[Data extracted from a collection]
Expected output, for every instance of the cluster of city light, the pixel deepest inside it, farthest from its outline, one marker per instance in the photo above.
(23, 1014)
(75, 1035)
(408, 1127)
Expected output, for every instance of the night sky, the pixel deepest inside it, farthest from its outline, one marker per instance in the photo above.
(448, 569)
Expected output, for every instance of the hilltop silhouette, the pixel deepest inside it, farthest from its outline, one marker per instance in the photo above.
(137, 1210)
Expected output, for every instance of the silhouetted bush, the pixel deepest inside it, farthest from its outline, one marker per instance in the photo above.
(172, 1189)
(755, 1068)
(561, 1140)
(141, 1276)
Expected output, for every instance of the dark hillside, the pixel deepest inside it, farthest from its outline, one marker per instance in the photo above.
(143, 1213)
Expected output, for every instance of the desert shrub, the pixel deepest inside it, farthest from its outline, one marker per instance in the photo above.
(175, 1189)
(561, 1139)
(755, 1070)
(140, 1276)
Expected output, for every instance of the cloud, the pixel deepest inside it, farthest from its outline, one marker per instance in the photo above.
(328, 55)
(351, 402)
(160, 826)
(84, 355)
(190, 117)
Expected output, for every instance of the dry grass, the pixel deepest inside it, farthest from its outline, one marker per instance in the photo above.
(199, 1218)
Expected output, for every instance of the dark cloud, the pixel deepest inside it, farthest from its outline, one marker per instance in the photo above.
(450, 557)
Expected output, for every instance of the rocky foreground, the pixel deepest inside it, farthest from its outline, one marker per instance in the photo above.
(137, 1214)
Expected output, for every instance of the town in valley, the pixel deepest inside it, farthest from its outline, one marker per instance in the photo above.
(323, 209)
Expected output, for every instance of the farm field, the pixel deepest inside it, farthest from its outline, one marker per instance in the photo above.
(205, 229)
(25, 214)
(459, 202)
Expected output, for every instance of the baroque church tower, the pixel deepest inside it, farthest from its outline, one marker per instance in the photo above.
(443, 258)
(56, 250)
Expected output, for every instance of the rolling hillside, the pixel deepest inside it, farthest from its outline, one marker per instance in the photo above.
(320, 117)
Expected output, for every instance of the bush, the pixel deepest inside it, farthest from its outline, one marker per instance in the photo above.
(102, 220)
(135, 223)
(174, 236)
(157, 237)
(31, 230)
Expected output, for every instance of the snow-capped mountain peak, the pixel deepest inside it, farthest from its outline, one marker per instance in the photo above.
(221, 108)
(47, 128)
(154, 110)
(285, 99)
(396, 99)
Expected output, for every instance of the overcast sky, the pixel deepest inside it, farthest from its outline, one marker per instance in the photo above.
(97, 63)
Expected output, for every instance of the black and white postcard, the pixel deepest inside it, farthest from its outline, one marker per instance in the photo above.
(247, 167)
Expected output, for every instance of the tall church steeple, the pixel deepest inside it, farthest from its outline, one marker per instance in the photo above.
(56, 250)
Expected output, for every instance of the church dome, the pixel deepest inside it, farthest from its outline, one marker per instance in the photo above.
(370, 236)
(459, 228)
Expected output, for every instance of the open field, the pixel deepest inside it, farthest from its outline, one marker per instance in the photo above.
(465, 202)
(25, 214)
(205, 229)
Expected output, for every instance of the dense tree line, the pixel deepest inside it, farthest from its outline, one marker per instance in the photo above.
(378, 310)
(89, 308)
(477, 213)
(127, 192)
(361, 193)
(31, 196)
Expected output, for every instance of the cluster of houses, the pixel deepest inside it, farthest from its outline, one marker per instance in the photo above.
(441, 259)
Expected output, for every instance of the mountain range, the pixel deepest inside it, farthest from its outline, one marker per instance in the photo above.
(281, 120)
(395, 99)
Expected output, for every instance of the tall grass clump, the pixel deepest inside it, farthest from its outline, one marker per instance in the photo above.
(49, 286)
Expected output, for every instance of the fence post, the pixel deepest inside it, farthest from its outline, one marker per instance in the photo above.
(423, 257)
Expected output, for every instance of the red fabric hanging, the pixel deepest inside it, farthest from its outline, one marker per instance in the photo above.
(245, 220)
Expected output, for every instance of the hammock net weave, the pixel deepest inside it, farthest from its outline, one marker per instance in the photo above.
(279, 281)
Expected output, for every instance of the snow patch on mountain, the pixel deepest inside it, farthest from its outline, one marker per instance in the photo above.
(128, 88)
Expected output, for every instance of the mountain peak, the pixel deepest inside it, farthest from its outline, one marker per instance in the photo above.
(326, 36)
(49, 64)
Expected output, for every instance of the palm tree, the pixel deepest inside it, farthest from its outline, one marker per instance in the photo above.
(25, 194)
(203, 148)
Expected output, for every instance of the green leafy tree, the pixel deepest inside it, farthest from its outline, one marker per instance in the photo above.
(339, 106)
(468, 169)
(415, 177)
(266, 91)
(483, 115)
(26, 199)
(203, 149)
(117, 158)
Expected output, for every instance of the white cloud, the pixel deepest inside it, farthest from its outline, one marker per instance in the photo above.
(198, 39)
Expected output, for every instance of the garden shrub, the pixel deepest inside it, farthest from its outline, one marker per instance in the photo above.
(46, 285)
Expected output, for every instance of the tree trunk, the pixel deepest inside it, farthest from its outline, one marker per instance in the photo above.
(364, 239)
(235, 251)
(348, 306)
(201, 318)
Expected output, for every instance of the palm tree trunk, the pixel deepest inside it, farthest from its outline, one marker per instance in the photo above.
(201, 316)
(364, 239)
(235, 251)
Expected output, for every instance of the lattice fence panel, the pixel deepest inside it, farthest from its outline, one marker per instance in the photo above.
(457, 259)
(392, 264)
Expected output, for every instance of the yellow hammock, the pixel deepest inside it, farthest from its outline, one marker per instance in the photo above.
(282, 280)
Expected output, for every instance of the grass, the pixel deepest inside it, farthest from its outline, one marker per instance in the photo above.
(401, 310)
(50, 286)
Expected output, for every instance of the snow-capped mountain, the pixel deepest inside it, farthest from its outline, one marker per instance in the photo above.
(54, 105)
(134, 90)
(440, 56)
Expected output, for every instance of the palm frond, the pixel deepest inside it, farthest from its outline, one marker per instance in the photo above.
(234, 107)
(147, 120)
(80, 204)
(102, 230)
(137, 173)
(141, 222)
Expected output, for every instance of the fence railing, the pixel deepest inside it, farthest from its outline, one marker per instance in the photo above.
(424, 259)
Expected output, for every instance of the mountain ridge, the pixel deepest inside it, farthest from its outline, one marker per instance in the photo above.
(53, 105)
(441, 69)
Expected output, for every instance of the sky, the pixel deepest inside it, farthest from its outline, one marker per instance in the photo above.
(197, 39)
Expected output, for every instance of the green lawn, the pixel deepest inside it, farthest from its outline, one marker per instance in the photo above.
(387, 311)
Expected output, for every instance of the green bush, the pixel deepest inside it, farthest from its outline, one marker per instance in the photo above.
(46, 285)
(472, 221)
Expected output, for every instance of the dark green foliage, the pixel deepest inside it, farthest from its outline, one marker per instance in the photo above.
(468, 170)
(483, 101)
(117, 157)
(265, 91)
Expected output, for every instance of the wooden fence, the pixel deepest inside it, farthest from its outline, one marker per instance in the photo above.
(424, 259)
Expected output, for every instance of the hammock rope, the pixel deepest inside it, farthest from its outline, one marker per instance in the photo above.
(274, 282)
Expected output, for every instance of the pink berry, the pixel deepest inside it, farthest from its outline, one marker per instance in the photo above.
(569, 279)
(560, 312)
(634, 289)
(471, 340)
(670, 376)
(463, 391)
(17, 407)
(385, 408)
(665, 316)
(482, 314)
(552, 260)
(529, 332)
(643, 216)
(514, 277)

◆ The task
Would you please output every record again, exactly?

◆ Solution for this exercise
Expected output, for every instance of the cluster of city light, the pixel deepest inside it, farthest from its outline, one marker per instance in the photo above.
(23, 1014)
(75, 1035)
(408, 1127)
Expected output, for every instance of the night sky, the pixel deepest inside it, farthest from its outline, one marker per instance in the photo above.
(448, 569)
Expected output, for every instance of the hilltop silhouette, the pixel deepest inside it, farthest from its outline, one marker per instance in the photo above.
(137, 1210)
Expected output, for every instance of the silhouetted bush, the pixel deepest inside it, farthest from its outline, one marker per instance in the photo above.
(172, 1189)
(755, 1068)
(561, 1140)
(141, 1276)
Expected output, for every instance of the dark hillside, the pixel deepest inside it, farthest from its outline, one marker per instance in the photo above.
(143, 1213)
Expected output, for every instance of the desert shrub, the pixel deepest inside it, farthest from its outline, one marker per instance in the photo above.
(175, 1189)
(561, 1139)
(755, 1070)
(140, 1276)
Expected output, for every instance of the cloud, the pixel deepest inside it, farthest from its outline, one marker per instance in the photo above.
(328, 55)
(351, 402)
(160, 826)
(84, 355)
(190, 117)
Expected output, for every instance of the dry grass, the pixel deepest inside it, farthest from its outline, one marker per instance in the photo above.
(199, 1218)
Expected output, for every instance of the dark cloud, the pixel deepest inside it, farthest from its outline, one marker per instance in the photo above.
(450, 557)
Expected output, for every instance of the rocky foreground, the pixel deepest inside it, farthest from its outline, one marker per instance in the photo above.
(137, 1214)
Expected output, for every instance of the town in valley, the pixel deepest inside it, farthest from its outline, one marker per instance in the photo above.
(323, 209)
Expected output, for every instance of the farm field, the pixel deepest inside it, farthest from its outline, one marker per instance in the photo above.
(205, 229)
(25, 214)
(459, 202)
Expected output, for every instance of the baroque church tower, the pixel deepest inside it, farthest from its outline, one marker per instance in the photo above.
(443, 258)
(56, 250)
Expected output, for every instance of the rolling hillside, the pixel deepest inside it, farthest from its outline, one marker per instance in the photo above.
(320, 117)
Expected output, for every instance of the bush, the pixel deepest inside it, farthest from its outline, one marker per instance in the photo above.
(102, 220)
(135, 223)
(174, 236)
(157, 237)
(31, 230)
Expected output, for every instance of the snow-capped mountain peak, the pixel deepest inside it, farthest from its outline, one marker per instance in the photo above.
(221, 108)
(47, 128)
(154, 110)
(285, 99)
(396, 99)
Expected output, for every instance of the overcast sky, the pixel deepest inside it, farthest from its outline, one marker per instance in the photo above.
(97, 63)
Expected output, for every instance of the black and white postcard, the pixel deepest inside it, farthest from its outline, one marker per instance in the photo above.
(247, 167)
Expected output, for every instance of the tall church steeple, the pixel deepest inside it, farthest from its outline, one marker per instance in the photo above.
(56, 250)
Expected output, for every instance of the church dome, the pixel deepest inside it, farthest from its outline, one marker per instance in the photo above.
(370, 236)
(459, 228)
Expected output, for every instance of the open field, the pixel deepest inside it, farthest from its outline, one marker per instance in the photo above.
(465, 202)
(25, 214)
(205, 229)
Expected output, for every instance of the dense tree line, the pixel deepest inside it, farthest from its outline, one marker per instance in the photo above.
(378, 310)
(89, 308)
(477, 213)
(127, 192)
(361, 193)
(31, 196)
Expected output, for every instance of the cluster of houses, the pixel deepest inside it, farthest from its outline, one marker per instance in the photo above.
(441, 259)
Expected output, for every instance of the mountain range, the pixel deepest inside it, farthest from its outline, one marker per instance in the photo above.
(281, 120)
(395, 99)
Expected output, for every instance of the tall grass clump, the pixel deepest inside it, farthest from its outline, one marker per instance in the photo above.
(49, 286)
Expected output, for every instance of the fence post, the pixel deepest inside it, farthest from its outline, one marker per instance in the photo above.
(423, 257)
Expected output, for every instance of the red fabric hanging, the pixel deepest inside it, farthest from its outline, one marker per instance in the photo above.
(245, 220)
Expected output, for every instance of the hammock net weave, the pixel deepest inside it, farthest from its outline, one marker per instance in the photo above.
(279, 281)
Expected output, for every instance of the snow patch on mountain, the pixel deepest inside it, farthest from its outline, one marker per instance in the photo above.
(128, 88)
Expected output, for every instance of the mountain peak, the pixel deepest inside it, farthest from its outline, one marker per instance in the photo above.
(326, 36)
(49, 64)
Expected output, for every instance of the palm tree, the pixel deepest inside it, farthest from its outline, one marker per instance in the photo above.
(25, 194)
(203, 148)
Expected output, for every instance of the green leafy tree, the pixel deepest inside it, farthest from its outline, one marker per instance in the photo above.
(339, 106)
(468, 169)
(415, 177)
(266, 91)
(483, 115)
(26, 199)
(203, 149)
(117, 158)
Expected output, for every instance of the white cloud, the pixel deepest inside it, farthest from its outline, one marker per instance in the photo above.
(198, 39)
Expected output, for every instance of the garden shrub, the pixel deepest inside it, farthest from its outline, one marker per instance in the photo above.
(46, 285)
Expected output, for every instance of the tree trunk, the pixel deepest inside it, farthest from its outline, one marker per instance in the photo above.
(364, 239)
(235, 251)
(348, 306)
(201, 318)
Expected output, for every instance of the palm tree trunk, the pixel deepest inside it, farthest from its outline, one marker per instance in the photo above.
(201, 316)
(364, 239)
(235, 251)
Expected output, for every instance of the lattice fence panel, the pixel deepest inside it, farthest from its outline, one marker per instance in the photo above.
(457, 259)
(392, 264)
Expected output, for every instance of the yellow hammock, the pixel deepest inside it, farthest from its outline, one marker per instance in the photo above.
(282, 280)
Expected output, for every instance of the grass, the pixel deepest inside it, farthest from its outline, one marker per instance in the photo above.
(401, 310)
(50, 286)
Expected output, for every instance of the snow-capped mountain, the pixel deepest inside it, farthest from its outline, one marker per instance in the photo above.
(54, 105)
(134, 90)
(440, 56)
Expected output, for every instance of the palm frond, the pixel deepest inside it, farthest from its outline, one marker per instance in the photo above.
(234, 107)
(147, 120)
(80, 204)
(102, 230)
(137, 173)
(141, 222)
Expected output, for every instance of the fence railing, the pixel deepest inside it, farthest from its outline, one marker per instance in the photo above.
(424, 259)
Expected output, for every instance of the mountain ridge, the pixel deepest inside it, farthest from its outline, one marker per instance in the photo above.
(53, 105)
(441, 69)
Expected output, for every instance of the sky, the pixel deepest inside it, farthest from its outline, one marker per instance in the photo above.
(197, 39)
Expected output, for every instance of the green lawn, the pixel deepest inside it, farthest from its outline, one marker per instance in the photo above.
(387, 311)
Expected output, for every instance of the green bush, the pixel deepest inside it, farthest from its outline, one marker per instance in the photo above.
(46, 285)
(472, 221)
Expected output, for every instance of the dark green foliage, the pixel deepest inside it, farthest from its outline, one marker per instance in the photo above.
(468, 170)
(483, 101)
(117, 157)
(265, 91)
Expected output, for every instance of the wooden fence, the pixel deepest inside it, farthest from its outline, one marker per instance in the photo above.
(424, 259)
Expected output, for every instance of the hammock rope, the pixel deepest inside it, farthest from its outline, one marker per instance in the photo above.
(274, 282)
Expected output, for every instance of the pink berry, the pixel deepest inside it, farthest from its outline, one marker per instance in the photo above.
(569, 279)
(560, 312)
(634, 289)
(471, 340)
(670, 376)
(463, 391)
(17, 407)
(385, 408)
(665, 316)
(482, 314)
(552, 260)
(529, 332)
(643, 216)
(514, 277)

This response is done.